The altitude begins to be felt in Kagbeni, which means “Stone of the sacred union” (between the two religions) and that it is the entrance door to the Upper Mustang; the lack of oxygen creates problems to the carburation of the engine but, solved the mechanical problems it continues.
We give the body a bit of rest to help it gradually adapt to the lack of oxygen; in addition to the masks that cover the nose and mouth to protect us from dust raised by the constant wind and heavy vehicles in transit, even the eyes must be protected by appropriate glasses against UV rays so powerful at high altitude.

Surrounded by some of the highest peaks in the world you come into contact with simple people, who live and work in a harsh environment of high altitude, but with deep religiousness from ancient culture.

It may seem a paradox, but especially in desert places, wherever it has been, I have always stumbled upon generous populations, capable of finding a solution, particularly for any mechanical failure of the vehicle. A wealth to appreciate and be grateful to.
A self-managed journey in the unknown is revealed only by accomplishing it and its beauty lies precisely in this because it puts you to the test pushing you out of your “confort zone”, to face and appreciate the unknown of every day.
The incessant wind makes you wave the countless and usual prayer flags placed to protect the sacred places that you meet, and reach Muktinath (3880 m. a.s.l.) is a unique emotion.
It is one of the highest sacred temples in the world as well as a unique place in the Himalayas for its remarkable religious significance and pilgrimage destination both Hindu and Buddhist, and is worth the effort to reach it.

In this place are simultaneously present the four natural elements “air, earth, water and fire” to which all cosmogonies of both East and West refer.
The flowing tributary of the Ganges, a spring and jets of natural gas that keep an eternal flame burning, the highest mountains in the world and a unique desert landscape permeated with rarefied air:
for a moment I forget the daily vicissitudes of living and find a perfect and orderly balance of matter in the universe.

That it was this Sangri-Là, the mythical kingdom described by James Hilton in the novel “Lost Horizon”?

^^^^

What to produce ▸
In the Mustang travel excerpt, how high above sea level is Muktinath?

Material ▸
^^^^

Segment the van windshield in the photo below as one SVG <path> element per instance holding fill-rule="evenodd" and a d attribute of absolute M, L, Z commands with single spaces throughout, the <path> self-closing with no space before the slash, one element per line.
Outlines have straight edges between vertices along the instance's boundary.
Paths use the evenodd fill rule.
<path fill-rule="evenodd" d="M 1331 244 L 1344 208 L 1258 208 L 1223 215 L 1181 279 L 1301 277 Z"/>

^^^^

Answer below ▸
3880 meters above sea level